### TASK STATEMENT
Collect every line in the data below that contains the word "chair" and copy each one in full. Matching is case-sensitive.

### DATA

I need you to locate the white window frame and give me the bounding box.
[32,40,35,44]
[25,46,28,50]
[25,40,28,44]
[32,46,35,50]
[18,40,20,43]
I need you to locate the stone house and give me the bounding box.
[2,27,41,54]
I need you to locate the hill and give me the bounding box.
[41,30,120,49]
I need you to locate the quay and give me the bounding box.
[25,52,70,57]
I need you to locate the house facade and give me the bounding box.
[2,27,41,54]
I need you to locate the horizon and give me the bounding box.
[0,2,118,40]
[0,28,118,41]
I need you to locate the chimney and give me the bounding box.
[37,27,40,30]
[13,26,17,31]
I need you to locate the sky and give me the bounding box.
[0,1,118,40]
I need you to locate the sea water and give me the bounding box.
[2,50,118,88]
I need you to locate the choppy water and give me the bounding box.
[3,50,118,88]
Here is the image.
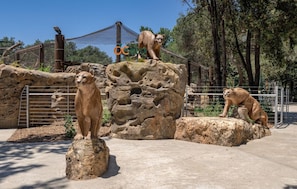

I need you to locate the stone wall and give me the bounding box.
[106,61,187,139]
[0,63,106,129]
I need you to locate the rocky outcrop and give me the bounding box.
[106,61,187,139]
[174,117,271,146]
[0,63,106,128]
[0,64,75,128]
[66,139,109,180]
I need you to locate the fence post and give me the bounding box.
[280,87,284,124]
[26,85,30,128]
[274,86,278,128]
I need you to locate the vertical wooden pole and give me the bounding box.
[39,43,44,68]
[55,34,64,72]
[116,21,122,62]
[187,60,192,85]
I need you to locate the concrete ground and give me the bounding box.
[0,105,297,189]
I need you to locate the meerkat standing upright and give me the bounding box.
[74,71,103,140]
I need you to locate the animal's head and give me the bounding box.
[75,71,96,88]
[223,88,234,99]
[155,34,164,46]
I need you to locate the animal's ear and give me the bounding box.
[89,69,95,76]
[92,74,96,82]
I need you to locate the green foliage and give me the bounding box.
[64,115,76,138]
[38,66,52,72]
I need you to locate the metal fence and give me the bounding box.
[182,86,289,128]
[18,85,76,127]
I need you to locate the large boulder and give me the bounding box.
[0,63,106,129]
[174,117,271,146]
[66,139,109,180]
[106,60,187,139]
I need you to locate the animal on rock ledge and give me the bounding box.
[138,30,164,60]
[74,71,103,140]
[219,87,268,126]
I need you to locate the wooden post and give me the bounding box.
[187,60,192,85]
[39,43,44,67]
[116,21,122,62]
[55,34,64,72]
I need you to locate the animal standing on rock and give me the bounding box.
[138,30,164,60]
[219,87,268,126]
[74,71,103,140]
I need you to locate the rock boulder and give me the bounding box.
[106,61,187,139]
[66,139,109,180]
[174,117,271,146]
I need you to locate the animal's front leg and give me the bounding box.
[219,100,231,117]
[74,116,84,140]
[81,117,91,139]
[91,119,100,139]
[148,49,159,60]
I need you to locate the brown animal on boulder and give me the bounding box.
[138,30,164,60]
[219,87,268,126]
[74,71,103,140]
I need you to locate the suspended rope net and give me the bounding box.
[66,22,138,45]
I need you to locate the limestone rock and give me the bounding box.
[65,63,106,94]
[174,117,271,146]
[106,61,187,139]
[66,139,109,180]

--

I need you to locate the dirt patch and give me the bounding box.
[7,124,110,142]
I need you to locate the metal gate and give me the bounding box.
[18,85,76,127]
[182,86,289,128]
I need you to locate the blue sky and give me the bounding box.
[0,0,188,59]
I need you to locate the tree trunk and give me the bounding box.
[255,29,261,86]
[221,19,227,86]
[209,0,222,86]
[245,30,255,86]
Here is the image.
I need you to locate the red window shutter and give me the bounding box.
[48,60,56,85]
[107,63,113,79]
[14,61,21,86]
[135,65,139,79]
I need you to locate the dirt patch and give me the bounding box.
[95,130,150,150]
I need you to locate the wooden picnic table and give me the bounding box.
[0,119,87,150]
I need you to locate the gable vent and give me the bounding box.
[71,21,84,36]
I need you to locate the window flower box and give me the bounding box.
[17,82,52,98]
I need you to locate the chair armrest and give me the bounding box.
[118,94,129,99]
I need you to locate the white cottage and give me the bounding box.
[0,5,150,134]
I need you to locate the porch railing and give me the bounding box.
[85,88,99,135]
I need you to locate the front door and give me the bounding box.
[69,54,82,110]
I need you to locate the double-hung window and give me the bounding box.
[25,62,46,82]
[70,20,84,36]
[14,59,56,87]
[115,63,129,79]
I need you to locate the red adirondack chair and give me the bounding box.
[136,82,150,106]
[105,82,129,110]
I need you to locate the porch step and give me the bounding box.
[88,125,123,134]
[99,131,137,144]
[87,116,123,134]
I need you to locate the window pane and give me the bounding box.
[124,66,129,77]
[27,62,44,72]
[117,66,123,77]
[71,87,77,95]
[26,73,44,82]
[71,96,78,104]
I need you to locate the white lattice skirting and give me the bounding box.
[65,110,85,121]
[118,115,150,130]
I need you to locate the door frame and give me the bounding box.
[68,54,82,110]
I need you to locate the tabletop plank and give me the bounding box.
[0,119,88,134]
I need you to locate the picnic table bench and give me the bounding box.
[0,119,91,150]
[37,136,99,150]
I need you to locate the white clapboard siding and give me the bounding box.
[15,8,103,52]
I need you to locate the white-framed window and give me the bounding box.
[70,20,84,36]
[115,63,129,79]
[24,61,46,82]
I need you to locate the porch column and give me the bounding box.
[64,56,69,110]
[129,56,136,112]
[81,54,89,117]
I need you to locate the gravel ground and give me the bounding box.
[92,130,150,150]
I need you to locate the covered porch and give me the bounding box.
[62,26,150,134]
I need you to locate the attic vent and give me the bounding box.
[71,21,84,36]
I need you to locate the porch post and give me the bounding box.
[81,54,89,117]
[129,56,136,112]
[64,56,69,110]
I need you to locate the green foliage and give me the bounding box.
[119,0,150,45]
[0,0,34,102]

### RESPONSE
I need you to locate the chair armrest and give me the bounding box.
I need you to locate the red adirondack chair and give me the bounding box.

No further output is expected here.